Text:
◆ ◆ ◆ ◆

Upon returning to England, however, life became rather more grim. The couple moved into a home in Camberwell, in the suburbs of London. Their home was only a half-mile from the home of John's parents at Denmark Hill, whose over-protectiveness of John Effie came greatly to resent. Mr. Ruskin, John's father, in particular took to writing Mr. Gray, Effie's father, to constantly criticize Effie's behavior towards John and the Ruskins. The Ruskins supposedly resented Effie for being neither of high enough social status to be worthy of their boy John, nor meek enough to shrink out of the way of their big plans for him. Mr. Gray passed these criticisms along to his daughter with the result that Effie found the Ruskins' emanating influence totally oppressive.
It eventually came to pass that Effie and John, as well as John's servant Crawley, left Camberwell for a summer retreat in Scotland at Glenfinlas in the Trossachs. They were accompanied by John's close friend, the Pre-Raphaelite John Everett Millais. Millais was to use this trip to paint a portrait of John that would, they hoped, revolutionize both British portraiture and landscaping painting. Though this painting, naturally entitled " John Ruskin," may not have had the historic impact that John and Millais had hoped, it remains a Pre-Raphaelite work of some note.
This four-month sojourn proved to be a turning point. At Glenfinlas John remained absorbed in his own work and oblivious to his wife. Effie, meanwhile, began to sit as a model for Millais and a romantic bond formed between them. Both, it seems, began to wonder whether there might be a way for Effie to escape her loveless marriage to John. Millais' correspondingly cooled to John as he observed John's callous attitude towards his wife. By the time the group left Scotland, Millais could hardly stand to be in the same room as John.

◆ ◆ ◆ ◆

Detection examples:
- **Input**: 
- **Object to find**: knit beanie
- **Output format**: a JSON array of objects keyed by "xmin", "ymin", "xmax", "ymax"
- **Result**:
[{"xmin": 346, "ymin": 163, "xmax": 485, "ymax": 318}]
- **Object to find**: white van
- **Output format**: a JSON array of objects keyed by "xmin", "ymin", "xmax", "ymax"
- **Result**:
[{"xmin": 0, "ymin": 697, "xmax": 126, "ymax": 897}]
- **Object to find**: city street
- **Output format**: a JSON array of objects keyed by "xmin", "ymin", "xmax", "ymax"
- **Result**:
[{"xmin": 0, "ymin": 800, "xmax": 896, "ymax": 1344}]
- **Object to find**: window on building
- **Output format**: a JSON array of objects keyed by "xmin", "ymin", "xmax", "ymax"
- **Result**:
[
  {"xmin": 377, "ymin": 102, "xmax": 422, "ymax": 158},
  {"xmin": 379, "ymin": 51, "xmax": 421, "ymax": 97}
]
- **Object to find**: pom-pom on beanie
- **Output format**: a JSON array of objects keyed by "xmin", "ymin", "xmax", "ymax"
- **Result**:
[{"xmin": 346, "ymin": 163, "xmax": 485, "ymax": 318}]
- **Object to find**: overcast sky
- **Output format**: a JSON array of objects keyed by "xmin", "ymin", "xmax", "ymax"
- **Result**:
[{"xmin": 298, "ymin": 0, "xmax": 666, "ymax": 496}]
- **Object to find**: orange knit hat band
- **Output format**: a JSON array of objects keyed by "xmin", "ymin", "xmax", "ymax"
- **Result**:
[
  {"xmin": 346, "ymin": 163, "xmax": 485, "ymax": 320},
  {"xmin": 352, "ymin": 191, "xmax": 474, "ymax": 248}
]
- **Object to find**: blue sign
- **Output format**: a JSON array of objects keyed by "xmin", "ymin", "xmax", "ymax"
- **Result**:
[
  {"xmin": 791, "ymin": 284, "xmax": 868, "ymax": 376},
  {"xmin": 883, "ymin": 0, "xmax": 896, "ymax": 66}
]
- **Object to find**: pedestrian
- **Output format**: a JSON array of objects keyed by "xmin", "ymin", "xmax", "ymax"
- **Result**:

◆ ◆ ◆ ◆

Tasks to perform:
1: In the passage about Effie and John Ruskin, rewrite the lines from "This four-month sojourn" up to and including "room as John.", swapping "four-month sojourn" for "four-month stay".
2: Write what comes next in the passage about Effie and John Ruskin, starting after its final sentence.
None of the entries above are needed for what follows.

Outputs in order:
1:
This four-month stay proved to be a turning point. At Glenfinlas John remained absorbed in his own work and oblivious to his wife. Effie, meanwhile, began to sit as a model for Millais and a romantic bond formed between them. Both, it seems, began to wonder whether there might be a way for Effie to escape her loveless marriage to John. Millais' correspondingly cooled to John as he observed John's callous attitude towards his wife. By the time the group left Scotland, Millais could hardly stand to be in the same room as John.

2:
After their return from Scotland John and Effie's relationship continued to deteriorate, and both Millais and Effie began to lay the groundwork for cutting ties with John. For Millais, this meant completing the detail work on John's portrait and finally handing over the finished work. But for Effie the situation was much more delicate. She began communicating with Lady Eastlake, a friend she had made through John's connection with the National Gallery in London. Lady Eastlake nee Elizabeth Rigby was apparently a woman ahead of her time -- she was a prolific writer and keen art critic, the first regular female contributor to the Quarterly Review, and a crucial champion in Effie's bid to free herself from John.
Eventually, Effie confided to Lady Eastlake that her marriage to John had never
been consummated and Effie's path to liberation became clear. Lady Eastlake began to make both the necessary legal inquiries to have Effie's marriage to John annulled and the social maneuvers to ensure that, if Effie were to leave John, she could do so with her reputation and standing unscathed.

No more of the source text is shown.